Format all the rows below as a Markdown table with two columns: Nr for the line number and Line for the text. Leave out any blank lines.

RECORDS SHOWN =
━━━━━━━━━━━━━━━━━━━━

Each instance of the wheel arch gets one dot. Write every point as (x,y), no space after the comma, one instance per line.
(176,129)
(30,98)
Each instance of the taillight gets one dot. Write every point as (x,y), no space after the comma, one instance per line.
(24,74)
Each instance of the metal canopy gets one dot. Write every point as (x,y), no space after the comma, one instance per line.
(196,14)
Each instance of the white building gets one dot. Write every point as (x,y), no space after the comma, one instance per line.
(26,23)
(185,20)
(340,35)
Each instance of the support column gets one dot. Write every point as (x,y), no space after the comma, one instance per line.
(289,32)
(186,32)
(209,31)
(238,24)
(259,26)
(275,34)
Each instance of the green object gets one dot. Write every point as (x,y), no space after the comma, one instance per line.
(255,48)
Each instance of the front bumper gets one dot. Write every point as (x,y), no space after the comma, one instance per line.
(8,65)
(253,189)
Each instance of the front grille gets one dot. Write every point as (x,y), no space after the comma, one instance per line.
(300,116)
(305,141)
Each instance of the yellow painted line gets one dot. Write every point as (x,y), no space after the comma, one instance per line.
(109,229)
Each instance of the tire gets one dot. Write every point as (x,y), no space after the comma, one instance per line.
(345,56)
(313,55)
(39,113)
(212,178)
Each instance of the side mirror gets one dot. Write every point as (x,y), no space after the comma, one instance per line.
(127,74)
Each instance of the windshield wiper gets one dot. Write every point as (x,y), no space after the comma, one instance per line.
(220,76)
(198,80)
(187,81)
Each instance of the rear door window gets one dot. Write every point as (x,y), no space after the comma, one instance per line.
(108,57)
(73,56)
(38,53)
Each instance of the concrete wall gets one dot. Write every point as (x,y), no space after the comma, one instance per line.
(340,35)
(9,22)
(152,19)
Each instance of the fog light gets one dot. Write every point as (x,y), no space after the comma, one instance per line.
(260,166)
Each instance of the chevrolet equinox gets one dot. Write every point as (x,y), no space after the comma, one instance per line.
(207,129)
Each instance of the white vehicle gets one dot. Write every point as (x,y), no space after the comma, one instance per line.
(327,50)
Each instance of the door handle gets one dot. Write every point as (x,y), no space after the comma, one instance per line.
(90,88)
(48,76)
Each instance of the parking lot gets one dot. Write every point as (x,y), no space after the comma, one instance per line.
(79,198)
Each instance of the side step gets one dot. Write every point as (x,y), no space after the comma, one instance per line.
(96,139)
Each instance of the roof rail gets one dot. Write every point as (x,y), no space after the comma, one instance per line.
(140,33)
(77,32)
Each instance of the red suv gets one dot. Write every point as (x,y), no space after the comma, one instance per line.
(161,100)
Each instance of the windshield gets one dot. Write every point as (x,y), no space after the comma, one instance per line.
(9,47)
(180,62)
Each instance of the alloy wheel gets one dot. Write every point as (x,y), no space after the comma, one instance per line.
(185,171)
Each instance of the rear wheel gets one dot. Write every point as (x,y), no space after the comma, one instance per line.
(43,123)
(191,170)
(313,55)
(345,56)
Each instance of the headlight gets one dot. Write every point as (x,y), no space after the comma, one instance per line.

━━━━━━━━━━━━━━━━━━━━

THE OUTPUT =
| Nr | Line |
|---|---|
| 1 | Each instance of the wheel arch gets one dot. Write every point as (x,y), no space after the comma, one instance per line. |
| 2 | (176,129) |
| 3 | (30,98) |
| 4 | Each instance of the taillight gets one dot. Write every point as (x,y), no space after the comma, one instance per line. |
| 5 | (24,74) |
| 6 | Each instance of the metal canopy gets one dot. Write every point as (x,y), no space after the comma, one instance per line. |
| 7 | (196,14) |
| 8 | Each instance of the white building gets one dot. Write every point as (x,y), no space after the comma, one instance per line. |
| 9 | (26,23) |
| 10 | (185,20) |
| 11 | (340,35) |
| 12 | Each instance of the support column gets one dot. Write every point as (x,y), no space after the comma, one instance per line. |
| 13 | (289,32) |
| 14 | (186,32) |
| 15 | (209,31) |
| 16 | (238,24) |
| 17 | (259,26) |
| 18 | (275,34) |
| 19 | Each instance of the green object gets one dot. Write every point as (x,y), no space after the comma, one instance per line. |
| 20 | (255,48) |
| 21 | Each instance of the front bumper gets one dot. Write every point as (x,y), no space after the comma, one instance per line. |
| 22 | (8,65) |
| 23 | (253,189) |
| 24 | Each instance of the front grille gets one dot. Write every point as (x,y), no space after the comma, one instance per line. |
| 25 | (300,116) |
| 26 | (305,141) |
| 27 | Each instance of the yellow painted line gets one dot. Write every point as (x,y), no space after the comma, one instance per line. |
| 28 | (109,229) |
| 29 | Each instance of the tire gets one dot. Write every point as (x,y), no space after the comma, one instance per line. |
| 30 | (345,56) |
| 31 | (313,55) |
| 32 | (39,113) |
| 33 | (212,178) |
| 34 | Each instance of the side mirror gets one dot. Write every point as (x,y), no space after the comma, one instance per line. |
| 35 | (127,74) |
| 36 | Each instance of the windshield wiper gets one dot. Write every point as (x,y), no space after the comma, one instance per line. |
| 37 | (220,76) |
| 38 | (198,80) |
| 39 | (187,81) |
| 40 | Each instance of the rear door window gets one dot. Write every point as (x,y), no space after the comma, one instance per line. |
| 41 | (108,57) |
| 42 | (73,56) |
| 43 | (38,53) |
| 44 | Each instance of the concrete wall gets one dot. Write every point as (x,y), no space after the comma, one instance per line. |
| 45 | (340,35) |
| 46 | (9,22) |
| 47 | (152,19) |
| 48 | Each instance of the fog light gets one dot. Write every point as (x,y), no space after the comma, one instance per line. |
| 49 | (260,166) |
| 50 | Each instance of the chevrolet equinox gets one dot. Write every point as (x,y), no space after the comma, one instance per line. |
| 51 | (207,129) |
| 52 | Each instance of the white vehicle gets one dot. Write every point as (x,y), no space after the comma, one instance per line. |
| 53 | (327,50) |
| 54 | Each instance of the door handle gets one dot. Write every point as (x,y), no space after the comma, one instance per line. |
| 55 | (90,88) |
| 56 | (48,76) |
| 57 | Each instance of the parking lot gets one dot. Write every point as (x,y), no space after the comma, one instance per line. |
| 58 | (79,198) |
| 59 | Each instance of the side step gets one dot. Write every point as (x,y), no space after the comma, one instance per line. |
| 60 | (96,139) |
| 61 | Each instance of the roof rail gets one dot. Write every point as (x,y), no space after the comma, one instance per line. |
| 62 | (140,33) |
| 63 | (77,32) |
| 64 | Each instance of the red suv gets one dot. Write every point as (x,y), no space after the comma, one instance per line. |
| 65 | (161,100) |
| 66 | Each instance of the windshield gets one dot. Write every point as (x,y), no space after the comma, one instance per line. |
| 67 | (9,47) |
| 68 | (180,62) |
| 69 | Each instance of the alloy wheel gets one dot. Write every point as (x,y), no space after the comma, one instance per line. |
| 70 | (185,171) |
| 71 | Each instance of the rear wheel gets one dot. Write every point as (x,y), no space after the comma, one instance per line. |
| 72 | (43,123) |
| 73 | (191,170) |
| 74 | (313,55) |
| 75 | (345,56) |
| 76 | Each instance of the headlight gets one dot. Write every point as (x,y), no space after the comma, one instance per line. |